• [Page excerpt]
# Something is off, can you help me figure out what?



## Parker219 (Mar 11, 2017)

What should I fix in this real estate listing photo?


----------



## Trever1t (Mar 11, 2017)

looks pretty damn good to me. The only thing that I notice immediately was the lower contrast out the window, could possibly selectively increase that but it may be better as it is. A wider view would be nice, what lens you using on what body?  Lighting looks pretty even, nice use of ambient.


----------



## Parker219 (Mar 11, 2017)

I shot this with a D7200 and Nikon 10-24mm lens at 10mm. 5 exposures - 1 stop apart.

I think you are on to something with the lower contrast outside. 

This was a really tough shot with the BRIGHT sun hitting the pool and much darker inside.


----------



## Trever1t (Mar 11, 2017)

I think you did really well. I was wondering how you got the light so even and it never occurred to me it was an HDR so kudos there!


----------



## astroNikon (Mar 11, 2017)

First 2 things I noticed was the (a) contrast on the left side, It looks like the glass has screen below them or something making them fuzzy (or simply OOF from DOF).
(b) also the different WB lighting left (bluish whites) to right (yellows).  but you are going to get that with mixed natural vs artificial lighting.

But nice image.


----------



## Parker219 (Mar 12, 2017)

Ok, so this morning with fresh eyes I selected just the outside and increased the whites and played with the sliders.

Then inverted the selection and turned the temp down on the inside.

Here is what I have now...Is this looking better?


----------



## 480sparky (Mar 12, 2017)

The exterior looks rather dull and lackluster compared to the interior.  I selected it, and bumped up the contrast and saturation.  I then selected just the pool area as it still has a lot of highlights that are burned out to darken it some.  Obviously, having access to the originals would make this a whole lot better and easier.


----------



## astroNikon (Mar 12, 2017)

You're getting there.
But I like Sparky's version from the floor mat all the way to the color of the trees.


----------



## Parker219 (Mar 12, 2017)

Yep. Sparky nailed it. I am working with the raw files now to try and duplicate the results.


----------



## Designer (Mar 12, 2017)

Parker219 said:


> Yep. Sparky nailed it. I am working with the raw files now to try and duplicate the results.


Too bad you had to shoot this house on an overcast day.  Your first edit was threatening a storm.  The lack of sunlight and shadows is doing you no favors.


----------



## Parker219 (Mar 12, 2017)

^ It was sunny when I first got to the house, I took the pool / exterior photos first, so I do have sunny pool photos at least.

Here are some others from the shoot in case anything stands out to you guys. I have not turned these in yet, so I can still correct them if needed. 



1. I am not sure if I like how dark the shadows are on the right, maybe add gradient filter to the right side to brighten?


 


2. 



 


3. Painters pole aerial photo



 



4. Turn down yellows a bit?



 


5. Too low of an angle?



 

6. Move the plant next time?
6.


----------



## JonA_CT (Mar 12, 2017)

Not on-topic at all, but this seems like such a strange house to me, haha. The enclosed pool seems so grandious, and the rest of the house (including the outside portions) doesn't seem to match.

• [Information given]
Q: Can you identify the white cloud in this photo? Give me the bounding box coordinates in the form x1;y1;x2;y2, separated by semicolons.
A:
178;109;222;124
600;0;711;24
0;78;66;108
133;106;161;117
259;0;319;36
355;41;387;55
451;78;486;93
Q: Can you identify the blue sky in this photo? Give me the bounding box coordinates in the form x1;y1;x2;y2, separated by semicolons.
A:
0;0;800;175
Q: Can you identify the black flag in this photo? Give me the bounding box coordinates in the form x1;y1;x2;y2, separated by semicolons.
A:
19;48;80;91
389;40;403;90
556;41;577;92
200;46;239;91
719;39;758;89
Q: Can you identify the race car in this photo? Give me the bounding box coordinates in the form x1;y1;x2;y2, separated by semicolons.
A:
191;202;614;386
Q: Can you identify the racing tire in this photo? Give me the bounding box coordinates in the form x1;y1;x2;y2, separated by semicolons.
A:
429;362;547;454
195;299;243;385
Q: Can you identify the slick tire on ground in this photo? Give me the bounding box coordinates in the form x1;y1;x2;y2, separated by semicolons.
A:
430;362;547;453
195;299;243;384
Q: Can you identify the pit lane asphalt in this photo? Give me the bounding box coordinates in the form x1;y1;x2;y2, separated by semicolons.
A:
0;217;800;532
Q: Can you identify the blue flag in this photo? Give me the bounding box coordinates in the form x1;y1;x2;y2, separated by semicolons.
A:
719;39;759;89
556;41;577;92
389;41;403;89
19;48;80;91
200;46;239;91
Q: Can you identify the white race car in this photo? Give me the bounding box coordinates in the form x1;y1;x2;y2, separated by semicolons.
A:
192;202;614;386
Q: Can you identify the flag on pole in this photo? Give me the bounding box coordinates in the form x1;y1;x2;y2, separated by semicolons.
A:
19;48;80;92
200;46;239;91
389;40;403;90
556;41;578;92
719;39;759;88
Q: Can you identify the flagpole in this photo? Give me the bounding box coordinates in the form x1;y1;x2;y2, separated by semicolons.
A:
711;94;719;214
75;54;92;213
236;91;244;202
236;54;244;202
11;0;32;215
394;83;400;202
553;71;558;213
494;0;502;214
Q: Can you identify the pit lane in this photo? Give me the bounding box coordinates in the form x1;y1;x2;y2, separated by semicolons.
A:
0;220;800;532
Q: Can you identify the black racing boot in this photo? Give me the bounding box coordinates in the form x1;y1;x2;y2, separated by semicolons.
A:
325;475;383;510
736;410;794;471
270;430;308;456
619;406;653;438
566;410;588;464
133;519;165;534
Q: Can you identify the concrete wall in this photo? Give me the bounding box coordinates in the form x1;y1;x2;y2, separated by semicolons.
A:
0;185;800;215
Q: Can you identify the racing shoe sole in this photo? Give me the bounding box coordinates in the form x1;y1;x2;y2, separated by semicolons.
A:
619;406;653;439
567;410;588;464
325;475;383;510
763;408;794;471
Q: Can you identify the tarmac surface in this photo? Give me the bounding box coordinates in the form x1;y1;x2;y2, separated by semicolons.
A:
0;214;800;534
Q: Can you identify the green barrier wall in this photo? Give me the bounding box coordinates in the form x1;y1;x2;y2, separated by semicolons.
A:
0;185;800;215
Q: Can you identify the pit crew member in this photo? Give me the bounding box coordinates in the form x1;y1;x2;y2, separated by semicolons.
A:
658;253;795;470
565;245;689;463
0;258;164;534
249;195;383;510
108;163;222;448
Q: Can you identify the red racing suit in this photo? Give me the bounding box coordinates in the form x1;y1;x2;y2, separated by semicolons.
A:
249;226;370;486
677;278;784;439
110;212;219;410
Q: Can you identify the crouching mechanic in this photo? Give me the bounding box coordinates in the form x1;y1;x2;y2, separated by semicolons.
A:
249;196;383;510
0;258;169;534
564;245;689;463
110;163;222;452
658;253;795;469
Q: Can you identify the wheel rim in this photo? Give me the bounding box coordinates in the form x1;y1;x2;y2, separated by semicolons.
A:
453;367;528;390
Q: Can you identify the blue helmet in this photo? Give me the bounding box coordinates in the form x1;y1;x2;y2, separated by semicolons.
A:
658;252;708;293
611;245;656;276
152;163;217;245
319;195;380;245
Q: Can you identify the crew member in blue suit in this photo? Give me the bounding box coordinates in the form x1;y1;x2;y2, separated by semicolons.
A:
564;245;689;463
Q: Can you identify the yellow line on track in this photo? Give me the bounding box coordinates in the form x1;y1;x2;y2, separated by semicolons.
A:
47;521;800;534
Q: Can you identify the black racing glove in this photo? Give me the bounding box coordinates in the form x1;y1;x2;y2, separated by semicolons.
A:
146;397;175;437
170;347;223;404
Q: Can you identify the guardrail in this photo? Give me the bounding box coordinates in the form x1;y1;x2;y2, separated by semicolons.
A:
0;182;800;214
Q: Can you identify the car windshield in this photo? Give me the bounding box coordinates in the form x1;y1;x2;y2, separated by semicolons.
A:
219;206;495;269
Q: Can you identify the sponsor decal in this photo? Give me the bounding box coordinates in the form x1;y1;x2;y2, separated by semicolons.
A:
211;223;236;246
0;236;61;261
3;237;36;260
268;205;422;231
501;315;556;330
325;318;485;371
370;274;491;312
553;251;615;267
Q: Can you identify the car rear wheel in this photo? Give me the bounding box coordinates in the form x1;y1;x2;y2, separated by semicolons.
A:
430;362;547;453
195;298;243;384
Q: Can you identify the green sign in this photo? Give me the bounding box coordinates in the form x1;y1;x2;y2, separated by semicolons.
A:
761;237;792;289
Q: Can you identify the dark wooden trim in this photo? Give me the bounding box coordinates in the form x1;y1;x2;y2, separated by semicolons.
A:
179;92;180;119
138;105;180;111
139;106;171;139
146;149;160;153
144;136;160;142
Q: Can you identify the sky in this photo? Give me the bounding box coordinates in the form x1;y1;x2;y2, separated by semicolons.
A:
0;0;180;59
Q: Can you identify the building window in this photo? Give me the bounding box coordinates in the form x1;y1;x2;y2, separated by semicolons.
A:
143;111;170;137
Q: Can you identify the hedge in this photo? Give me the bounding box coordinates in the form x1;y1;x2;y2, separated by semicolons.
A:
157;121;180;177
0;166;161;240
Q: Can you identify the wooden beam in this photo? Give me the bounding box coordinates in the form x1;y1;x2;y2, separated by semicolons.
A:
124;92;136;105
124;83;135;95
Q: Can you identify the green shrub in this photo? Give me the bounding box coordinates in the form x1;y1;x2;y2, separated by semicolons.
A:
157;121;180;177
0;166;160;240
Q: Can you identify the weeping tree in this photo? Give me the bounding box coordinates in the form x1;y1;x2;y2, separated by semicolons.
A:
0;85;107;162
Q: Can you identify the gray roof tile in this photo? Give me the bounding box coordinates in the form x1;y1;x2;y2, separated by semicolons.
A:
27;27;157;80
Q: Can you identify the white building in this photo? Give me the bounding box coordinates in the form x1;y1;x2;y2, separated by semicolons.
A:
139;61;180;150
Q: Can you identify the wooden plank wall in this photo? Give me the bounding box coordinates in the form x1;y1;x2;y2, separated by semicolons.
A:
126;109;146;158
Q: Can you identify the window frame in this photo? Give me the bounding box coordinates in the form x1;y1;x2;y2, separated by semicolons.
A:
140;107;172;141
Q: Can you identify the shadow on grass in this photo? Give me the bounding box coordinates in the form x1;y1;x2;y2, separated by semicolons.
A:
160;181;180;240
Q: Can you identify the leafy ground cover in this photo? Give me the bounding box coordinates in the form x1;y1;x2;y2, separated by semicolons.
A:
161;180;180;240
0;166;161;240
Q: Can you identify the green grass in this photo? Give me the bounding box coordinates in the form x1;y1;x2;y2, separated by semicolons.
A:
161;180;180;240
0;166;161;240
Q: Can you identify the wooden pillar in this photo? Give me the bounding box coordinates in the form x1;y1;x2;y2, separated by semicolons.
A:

• [Exercise objective]
Please answer these questions from the real estate photo thread, one per line:
(a) Which camera body and lens did Parker219 use, and at what focal length?
(b) After selecting the exterior, which two settings did 480sparky bump up?
(c) What is Parker219 working with to try to duplicate Sparky's results?

• [Solution to this problem]
(a) A D7200 with a Nikon 10-24mm lens at 10mm.
(b) Contrast and saturation.
(c) The raw files.